● PROVIDED RECORDS:
________________________
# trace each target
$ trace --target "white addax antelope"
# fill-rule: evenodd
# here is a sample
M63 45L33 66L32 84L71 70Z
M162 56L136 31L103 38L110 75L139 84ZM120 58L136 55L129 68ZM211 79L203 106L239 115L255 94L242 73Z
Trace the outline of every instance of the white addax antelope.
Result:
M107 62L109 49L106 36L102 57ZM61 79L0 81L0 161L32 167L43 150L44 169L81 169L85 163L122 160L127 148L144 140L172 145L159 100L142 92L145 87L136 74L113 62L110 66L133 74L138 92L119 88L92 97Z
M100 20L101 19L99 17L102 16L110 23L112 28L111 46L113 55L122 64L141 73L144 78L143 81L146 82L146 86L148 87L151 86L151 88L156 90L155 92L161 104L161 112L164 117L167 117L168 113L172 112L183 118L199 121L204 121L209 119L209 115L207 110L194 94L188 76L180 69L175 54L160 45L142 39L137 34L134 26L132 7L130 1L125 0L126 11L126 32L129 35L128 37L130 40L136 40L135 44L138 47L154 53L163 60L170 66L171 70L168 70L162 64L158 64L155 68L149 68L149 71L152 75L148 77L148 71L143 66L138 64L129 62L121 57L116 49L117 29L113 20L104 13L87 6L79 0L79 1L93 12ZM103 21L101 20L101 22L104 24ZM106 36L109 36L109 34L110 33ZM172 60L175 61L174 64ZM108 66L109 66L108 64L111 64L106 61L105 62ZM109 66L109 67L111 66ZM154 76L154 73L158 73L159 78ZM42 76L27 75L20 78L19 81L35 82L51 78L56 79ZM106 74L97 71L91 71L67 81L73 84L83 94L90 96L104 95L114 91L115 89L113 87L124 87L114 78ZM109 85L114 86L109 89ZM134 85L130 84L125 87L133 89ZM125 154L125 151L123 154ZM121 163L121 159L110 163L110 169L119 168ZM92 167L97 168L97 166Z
________________________
● PROBLEM DESCRIPTION: Copy all of the lines above without changing a single character.

● FULL RESPONSE:
# trace each target
$ trace --target "white addax antelope"
# fill-rule: evenodd
# here is a sample
M63 45L33 66L32 84L71 70Z
M162 56L136 31L103 38L110 75L139 84ZM120 58L136 55L129 68ZM211 79L203 106L239 115L255 94L242 73Z
Trace the outline of every instance of the white addax antelope.
Result:
M107 62L109 49L106 36L102 57ZM61 79L0 81L0 161L32 167L43 150L44 169L81 169L85 163L122 160L127 148L144 140L172 145L159 100L142 92L145 87L136 74L113 62L110 66L133 74L138 92L119 88L92 97Z
M100 20L101 19L99 17L102 16L110 23L112 28L111 46L113 55L122 64L141 73L144 78L143 81L146 82L146 86L148 87L151 86L151 88L156 90L155 92L161 104L161 112L164 117L167 117L168 113L172 112L183 118L199 121L204 121L209 119L209 115L207 110L194 94L188 76L180 69L175 54L160 45L142 39L137 34L134 26L132 7L130 1L125 0L126 11L126 32L129 35L128 37L130 40L136 40L135 44L138 47L154 53L163 60L170 66L171 70L168 70L162 64L158 64L155 68L149 68L149 71L152 75L148 77L148 71L143 66L138 64L129 62L121 57L116 49L117 29L113 20L104 13L87 6L79 0L79 1L93 12ZM103 21L101 20L101 22L104 24ZM106 36L109 36L109 34L110 33ZM172 60L175 61L174 64ZM108 66L109 66L108 64L111 64L106 61L105 62ZM109 66L109 67L111 66ZM154 76L154 73L158 73L159 78ZM42 76L27 75L20 78L19 81L35 82L51 78L56 79ZM106 74L97 71L91 71L67 81L73 84L83 94L90 96L104 95L114 91L115 89L113 87L124 87L114 78ZM109 85L114 86L109 89ZM134 85L130 84L125 87L133 89ZM125 154L125 151L123 154ZM121 163L121 159L110 163L110 169L119 168ZM92 167L97 168L97 166Z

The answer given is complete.